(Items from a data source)
--- begin ---
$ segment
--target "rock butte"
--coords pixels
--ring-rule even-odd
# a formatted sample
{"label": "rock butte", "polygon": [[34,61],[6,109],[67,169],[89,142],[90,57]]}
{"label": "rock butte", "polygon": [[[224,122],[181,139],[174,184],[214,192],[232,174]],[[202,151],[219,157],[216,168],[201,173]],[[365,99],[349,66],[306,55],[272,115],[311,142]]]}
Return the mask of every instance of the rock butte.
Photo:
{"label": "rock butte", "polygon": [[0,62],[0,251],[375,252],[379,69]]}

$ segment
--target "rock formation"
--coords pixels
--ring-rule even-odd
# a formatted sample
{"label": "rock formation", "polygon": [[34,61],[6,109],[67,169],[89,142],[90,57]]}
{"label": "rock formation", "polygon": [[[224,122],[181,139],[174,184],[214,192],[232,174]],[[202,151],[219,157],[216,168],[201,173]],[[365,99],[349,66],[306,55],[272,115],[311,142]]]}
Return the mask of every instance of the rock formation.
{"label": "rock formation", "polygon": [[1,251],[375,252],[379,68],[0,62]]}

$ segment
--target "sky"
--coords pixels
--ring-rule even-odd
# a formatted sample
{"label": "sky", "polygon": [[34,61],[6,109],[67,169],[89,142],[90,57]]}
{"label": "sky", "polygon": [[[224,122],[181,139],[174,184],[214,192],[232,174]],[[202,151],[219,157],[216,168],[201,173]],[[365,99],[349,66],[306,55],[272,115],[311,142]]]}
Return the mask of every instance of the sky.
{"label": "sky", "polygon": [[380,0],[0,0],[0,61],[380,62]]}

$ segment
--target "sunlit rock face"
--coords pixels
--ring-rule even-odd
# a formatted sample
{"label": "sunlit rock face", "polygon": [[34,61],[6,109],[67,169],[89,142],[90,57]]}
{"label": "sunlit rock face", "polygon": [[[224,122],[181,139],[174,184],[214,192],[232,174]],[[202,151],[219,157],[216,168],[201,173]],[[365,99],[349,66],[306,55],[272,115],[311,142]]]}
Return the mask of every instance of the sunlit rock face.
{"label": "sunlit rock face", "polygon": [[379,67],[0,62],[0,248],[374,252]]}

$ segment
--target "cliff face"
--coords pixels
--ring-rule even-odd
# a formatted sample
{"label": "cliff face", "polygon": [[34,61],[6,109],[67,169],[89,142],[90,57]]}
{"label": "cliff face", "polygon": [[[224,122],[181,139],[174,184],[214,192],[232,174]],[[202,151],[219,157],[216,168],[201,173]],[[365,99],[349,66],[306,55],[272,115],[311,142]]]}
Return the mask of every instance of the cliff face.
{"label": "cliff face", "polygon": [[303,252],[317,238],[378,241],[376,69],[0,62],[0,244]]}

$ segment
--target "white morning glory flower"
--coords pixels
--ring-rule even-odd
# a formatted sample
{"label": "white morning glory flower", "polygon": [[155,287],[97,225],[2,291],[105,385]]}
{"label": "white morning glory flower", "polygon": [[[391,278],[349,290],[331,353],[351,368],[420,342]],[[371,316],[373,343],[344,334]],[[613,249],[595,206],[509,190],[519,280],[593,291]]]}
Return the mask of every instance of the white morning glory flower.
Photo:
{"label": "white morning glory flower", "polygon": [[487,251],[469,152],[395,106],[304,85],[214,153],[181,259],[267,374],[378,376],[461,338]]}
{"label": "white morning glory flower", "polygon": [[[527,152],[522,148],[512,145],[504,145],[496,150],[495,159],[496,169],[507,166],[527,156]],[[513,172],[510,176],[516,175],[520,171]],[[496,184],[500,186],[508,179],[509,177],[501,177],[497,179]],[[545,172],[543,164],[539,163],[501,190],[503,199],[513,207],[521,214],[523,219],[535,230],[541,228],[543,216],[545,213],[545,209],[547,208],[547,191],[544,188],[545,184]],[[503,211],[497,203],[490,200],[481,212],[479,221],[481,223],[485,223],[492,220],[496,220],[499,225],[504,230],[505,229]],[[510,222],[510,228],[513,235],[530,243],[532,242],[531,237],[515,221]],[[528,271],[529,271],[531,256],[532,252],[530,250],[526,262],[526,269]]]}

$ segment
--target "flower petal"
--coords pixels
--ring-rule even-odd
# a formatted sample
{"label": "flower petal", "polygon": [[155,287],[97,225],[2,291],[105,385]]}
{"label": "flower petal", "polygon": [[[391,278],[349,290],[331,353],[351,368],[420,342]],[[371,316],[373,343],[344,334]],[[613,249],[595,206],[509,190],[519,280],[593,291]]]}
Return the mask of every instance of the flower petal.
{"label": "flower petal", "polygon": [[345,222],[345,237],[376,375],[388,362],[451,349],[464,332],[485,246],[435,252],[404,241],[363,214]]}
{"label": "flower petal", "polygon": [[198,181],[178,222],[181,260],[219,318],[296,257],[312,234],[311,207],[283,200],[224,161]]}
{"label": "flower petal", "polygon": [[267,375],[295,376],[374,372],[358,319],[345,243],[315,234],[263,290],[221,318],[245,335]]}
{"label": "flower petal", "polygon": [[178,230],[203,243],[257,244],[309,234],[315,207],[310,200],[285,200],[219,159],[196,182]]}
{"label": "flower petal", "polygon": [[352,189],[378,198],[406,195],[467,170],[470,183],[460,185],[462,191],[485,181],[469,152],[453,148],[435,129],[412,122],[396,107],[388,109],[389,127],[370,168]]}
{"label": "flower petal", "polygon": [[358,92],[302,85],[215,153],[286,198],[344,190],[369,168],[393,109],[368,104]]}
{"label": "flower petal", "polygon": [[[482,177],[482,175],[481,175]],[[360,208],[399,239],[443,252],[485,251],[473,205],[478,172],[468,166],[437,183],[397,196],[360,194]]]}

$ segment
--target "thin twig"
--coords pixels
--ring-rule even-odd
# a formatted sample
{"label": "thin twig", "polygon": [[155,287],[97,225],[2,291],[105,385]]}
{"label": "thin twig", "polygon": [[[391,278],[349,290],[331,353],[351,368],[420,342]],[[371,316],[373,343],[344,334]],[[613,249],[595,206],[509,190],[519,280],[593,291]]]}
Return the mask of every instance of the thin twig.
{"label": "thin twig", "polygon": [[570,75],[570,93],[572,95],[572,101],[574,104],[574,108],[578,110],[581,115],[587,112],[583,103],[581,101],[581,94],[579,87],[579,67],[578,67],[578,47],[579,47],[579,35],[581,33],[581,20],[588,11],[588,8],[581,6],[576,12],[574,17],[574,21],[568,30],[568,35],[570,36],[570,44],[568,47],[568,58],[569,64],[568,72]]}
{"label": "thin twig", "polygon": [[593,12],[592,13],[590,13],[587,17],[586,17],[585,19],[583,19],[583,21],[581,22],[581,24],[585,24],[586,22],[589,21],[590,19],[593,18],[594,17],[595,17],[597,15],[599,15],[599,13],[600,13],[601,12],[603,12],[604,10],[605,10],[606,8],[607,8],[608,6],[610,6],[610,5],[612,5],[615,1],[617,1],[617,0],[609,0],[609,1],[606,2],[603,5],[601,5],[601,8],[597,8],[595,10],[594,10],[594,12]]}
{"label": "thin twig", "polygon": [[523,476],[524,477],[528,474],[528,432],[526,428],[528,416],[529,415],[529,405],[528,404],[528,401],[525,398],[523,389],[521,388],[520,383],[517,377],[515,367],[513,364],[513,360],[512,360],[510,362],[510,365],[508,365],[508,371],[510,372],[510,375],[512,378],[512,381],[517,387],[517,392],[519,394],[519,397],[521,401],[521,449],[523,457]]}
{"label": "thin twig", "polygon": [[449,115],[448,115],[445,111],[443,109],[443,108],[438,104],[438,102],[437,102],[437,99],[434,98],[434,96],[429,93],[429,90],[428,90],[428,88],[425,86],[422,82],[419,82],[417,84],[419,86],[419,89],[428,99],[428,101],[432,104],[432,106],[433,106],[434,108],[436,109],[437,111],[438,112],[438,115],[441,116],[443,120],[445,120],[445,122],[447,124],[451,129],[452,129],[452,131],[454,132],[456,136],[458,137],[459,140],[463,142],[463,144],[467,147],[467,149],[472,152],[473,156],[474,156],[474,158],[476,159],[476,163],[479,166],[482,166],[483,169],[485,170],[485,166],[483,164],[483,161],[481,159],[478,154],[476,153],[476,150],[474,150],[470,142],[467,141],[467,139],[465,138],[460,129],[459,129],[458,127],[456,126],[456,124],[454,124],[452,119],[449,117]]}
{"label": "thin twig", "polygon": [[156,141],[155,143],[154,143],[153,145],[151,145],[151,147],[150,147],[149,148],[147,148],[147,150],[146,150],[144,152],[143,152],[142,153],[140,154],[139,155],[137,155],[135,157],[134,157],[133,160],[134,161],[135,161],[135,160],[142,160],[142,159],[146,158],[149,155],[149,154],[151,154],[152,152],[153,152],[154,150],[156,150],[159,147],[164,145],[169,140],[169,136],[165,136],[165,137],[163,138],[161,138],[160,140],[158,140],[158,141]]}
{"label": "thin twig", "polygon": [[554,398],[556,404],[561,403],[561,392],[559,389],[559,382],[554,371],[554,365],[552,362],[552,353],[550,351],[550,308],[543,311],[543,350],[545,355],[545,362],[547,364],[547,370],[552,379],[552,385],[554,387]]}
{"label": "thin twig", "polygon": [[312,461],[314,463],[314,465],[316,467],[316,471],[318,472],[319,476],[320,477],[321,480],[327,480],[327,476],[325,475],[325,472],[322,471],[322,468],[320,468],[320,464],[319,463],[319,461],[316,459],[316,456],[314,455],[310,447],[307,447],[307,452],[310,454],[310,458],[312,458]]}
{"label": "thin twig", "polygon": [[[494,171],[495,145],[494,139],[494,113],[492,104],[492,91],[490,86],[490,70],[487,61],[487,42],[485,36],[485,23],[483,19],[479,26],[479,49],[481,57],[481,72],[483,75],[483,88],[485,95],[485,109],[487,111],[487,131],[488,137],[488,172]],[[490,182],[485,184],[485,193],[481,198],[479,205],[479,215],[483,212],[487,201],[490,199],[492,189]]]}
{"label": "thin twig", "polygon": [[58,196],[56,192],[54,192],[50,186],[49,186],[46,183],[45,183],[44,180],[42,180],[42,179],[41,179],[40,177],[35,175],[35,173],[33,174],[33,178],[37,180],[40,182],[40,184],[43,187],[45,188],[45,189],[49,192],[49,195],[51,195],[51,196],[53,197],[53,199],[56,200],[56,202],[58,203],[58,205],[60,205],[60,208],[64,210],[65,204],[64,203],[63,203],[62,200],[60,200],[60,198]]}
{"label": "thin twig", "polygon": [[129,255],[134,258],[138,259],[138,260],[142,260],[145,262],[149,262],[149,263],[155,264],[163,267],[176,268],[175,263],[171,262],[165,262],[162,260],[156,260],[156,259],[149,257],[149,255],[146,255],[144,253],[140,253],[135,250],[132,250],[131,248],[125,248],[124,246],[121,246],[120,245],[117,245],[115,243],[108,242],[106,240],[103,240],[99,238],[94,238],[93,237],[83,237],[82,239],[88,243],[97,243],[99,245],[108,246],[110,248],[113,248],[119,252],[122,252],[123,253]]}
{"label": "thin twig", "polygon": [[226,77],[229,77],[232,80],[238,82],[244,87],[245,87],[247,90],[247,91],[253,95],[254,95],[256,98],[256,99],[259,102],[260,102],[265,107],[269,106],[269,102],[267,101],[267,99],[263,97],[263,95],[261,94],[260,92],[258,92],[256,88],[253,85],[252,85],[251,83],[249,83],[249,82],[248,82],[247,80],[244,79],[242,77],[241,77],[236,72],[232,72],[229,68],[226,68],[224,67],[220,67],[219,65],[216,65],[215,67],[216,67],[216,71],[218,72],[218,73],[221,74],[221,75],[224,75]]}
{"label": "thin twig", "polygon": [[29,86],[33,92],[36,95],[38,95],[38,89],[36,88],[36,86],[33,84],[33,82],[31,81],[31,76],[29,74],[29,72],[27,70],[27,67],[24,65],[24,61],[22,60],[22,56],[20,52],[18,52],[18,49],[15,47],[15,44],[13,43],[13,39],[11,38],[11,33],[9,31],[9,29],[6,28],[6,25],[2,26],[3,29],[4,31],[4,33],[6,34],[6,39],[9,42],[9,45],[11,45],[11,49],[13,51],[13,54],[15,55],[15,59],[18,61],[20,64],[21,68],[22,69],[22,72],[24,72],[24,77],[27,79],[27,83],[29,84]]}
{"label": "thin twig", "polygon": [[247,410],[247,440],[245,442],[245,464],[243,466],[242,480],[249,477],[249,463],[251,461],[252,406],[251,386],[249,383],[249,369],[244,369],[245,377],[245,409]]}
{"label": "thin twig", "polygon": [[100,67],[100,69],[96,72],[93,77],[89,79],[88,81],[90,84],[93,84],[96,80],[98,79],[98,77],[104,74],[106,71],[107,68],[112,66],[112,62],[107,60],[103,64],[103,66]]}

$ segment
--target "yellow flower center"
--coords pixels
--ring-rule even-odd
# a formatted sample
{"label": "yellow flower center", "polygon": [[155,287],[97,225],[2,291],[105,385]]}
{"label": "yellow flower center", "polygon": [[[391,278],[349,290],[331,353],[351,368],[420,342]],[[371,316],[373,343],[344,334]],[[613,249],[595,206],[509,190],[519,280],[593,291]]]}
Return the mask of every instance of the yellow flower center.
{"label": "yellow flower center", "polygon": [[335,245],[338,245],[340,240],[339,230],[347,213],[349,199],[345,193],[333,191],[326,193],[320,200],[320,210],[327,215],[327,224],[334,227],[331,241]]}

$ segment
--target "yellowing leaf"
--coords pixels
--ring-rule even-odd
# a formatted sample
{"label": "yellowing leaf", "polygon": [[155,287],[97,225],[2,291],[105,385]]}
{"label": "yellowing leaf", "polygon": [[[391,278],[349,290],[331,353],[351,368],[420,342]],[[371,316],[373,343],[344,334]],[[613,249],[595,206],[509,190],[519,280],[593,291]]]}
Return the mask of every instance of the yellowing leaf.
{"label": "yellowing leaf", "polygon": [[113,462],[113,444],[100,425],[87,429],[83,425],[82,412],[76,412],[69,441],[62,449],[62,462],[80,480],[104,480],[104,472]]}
--- end ---
● PROBLEM STATEMENT: Report each line of the data above that contains the string "center", copying every such line in full.

● RESPONSE TO THIS TASK:
--target "yellow flower center"
{"label": "yellow flower center", "polygon": [[155,287],[97,225],[2,291],[105,385]]}
{"label": "yellow flower center", "polygon": [[[391,278],[349,290],[331,353],[351,368],[420,342]],[[371,316],[373,343],[344,334]],[[613,249],[595,206],[509,190],[519,280],[593,291]]]}
Return the mask of every instance of the yellow flower center.
{"label": "yellow flower center", "polygon": [[335,245],[338,245],[340,240],[339,230],[347,213],[349,199],[345,193],[333,191],[326,193],[320,200],[320,210],[327,215],[327,224],[334,227],[331,241]]}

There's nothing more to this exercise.